What is needed: Return each line of the data below verbatim; pictures are to be left out.
* * * * *
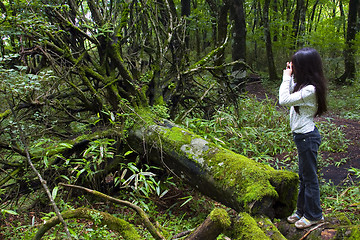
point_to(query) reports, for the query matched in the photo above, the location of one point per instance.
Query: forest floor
(336, 173)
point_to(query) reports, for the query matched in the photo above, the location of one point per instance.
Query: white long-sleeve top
(305, 98)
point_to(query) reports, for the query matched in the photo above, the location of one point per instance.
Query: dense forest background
(81, 78)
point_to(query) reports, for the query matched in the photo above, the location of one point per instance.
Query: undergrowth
(258, 129)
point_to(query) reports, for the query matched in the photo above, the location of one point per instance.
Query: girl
(307, 99)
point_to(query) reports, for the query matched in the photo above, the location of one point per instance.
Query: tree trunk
(239, 32)
(299, 19)
(269, 53)
(232, 179)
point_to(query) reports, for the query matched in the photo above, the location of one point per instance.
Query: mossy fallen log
(232, 179)
(245, 227)
(217, 221)
(113, 223)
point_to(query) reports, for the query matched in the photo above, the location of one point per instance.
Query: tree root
(151, 228)
(113, 223)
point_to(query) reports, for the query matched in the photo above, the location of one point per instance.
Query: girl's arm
(303, 97)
* * * * *
Reply to the task:
point_to(query) reports, for the query matched in the photo above, the location of one point per instance.
Query: forest floor
(336, 173)
point_to(query) reports, for the query matched in the photo above, the location of one point per instance.
Query: white long-sleeve top
(305, 98)
point_to(query) reports, for the query matched in the photo above, the location of one point per instance.
Query: dense forest background
(81, 78)
point_to(query) reports, for the query matched in the photo above, the location of one point per instance.
Query: undergrowth
(258, 129)
point_to(query) reports, for the query matched in the photo above, the location of one point per instance.
Query: girl
(307, 99)
point_to(query) reports, for the query matched in the photo above, the location of one point per instance.
Query: tree trunk
(239, 32)
(299, 19)
(269, 53)
(232, 179)
point_to(query) reports, for the query matched in the photo above, the location of one point per instance.
Query: mossy fallen log
(232, 179)
(245, 227)
(217, 221)
(113, 223)
point_to(query) reports, for the query matched in the photo above, the location of one point per instance.
Query: tree root
(151, 228)
(113, 223)
point_to(query) reports, for the query matched in the photo above, the location of one point per instance.
Query: girl's arm
(303, 97)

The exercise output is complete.